======== DATA RECORDS
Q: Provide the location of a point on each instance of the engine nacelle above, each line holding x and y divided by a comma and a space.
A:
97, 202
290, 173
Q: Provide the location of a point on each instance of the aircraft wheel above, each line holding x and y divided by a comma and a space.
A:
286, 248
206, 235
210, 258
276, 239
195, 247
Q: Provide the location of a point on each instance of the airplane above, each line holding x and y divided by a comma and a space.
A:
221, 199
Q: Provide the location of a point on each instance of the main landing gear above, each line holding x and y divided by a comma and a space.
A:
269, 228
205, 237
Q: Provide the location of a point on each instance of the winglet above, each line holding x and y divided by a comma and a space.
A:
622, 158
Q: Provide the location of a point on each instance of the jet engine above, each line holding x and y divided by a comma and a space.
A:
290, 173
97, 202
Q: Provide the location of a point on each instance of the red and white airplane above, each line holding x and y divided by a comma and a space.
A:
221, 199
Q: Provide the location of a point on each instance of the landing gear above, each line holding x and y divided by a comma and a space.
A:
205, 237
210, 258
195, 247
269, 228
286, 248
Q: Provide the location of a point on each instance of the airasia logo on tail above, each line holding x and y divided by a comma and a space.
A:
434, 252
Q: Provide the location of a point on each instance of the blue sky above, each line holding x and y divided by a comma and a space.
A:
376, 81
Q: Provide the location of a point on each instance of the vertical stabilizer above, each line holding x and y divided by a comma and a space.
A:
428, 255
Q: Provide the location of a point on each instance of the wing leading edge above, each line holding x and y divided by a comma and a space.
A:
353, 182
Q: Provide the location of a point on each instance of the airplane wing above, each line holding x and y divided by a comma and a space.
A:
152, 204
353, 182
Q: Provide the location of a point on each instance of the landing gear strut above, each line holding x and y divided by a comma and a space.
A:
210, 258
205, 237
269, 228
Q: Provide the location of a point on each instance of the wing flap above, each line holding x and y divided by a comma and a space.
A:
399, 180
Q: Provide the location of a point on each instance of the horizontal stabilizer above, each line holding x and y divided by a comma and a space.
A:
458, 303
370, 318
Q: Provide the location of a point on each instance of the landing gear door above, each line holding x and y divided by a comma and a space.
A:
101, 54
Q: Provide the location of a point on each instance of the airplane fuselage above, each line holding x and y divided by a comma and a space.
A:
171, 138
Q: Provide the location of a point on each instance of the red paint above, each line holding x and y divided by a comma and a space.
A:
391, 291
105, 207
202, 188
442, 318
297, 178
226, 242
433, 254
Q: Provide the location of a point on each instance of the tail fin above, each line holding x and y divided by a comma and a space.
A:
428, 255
================
● **THE PROBLEM**:
Write out every line of the entries that holds the word "landing".

● **SOLUTION**:
Q: Provide the location of a point on each instance of the main landing gear above, each line holding x and y divided by a comma and a space.
Q: Provide the location of a point on each instance of the landing gear above, each line holding x and y divided by a comma and a space.
Q: Provide the location of a point on each instance of the landing gear strut above, each line holding x and y divided by a comma and a space.
Q: Provide the location of a point on each instance of the landing gear door above, each line holding x and y divided by a comma and a space.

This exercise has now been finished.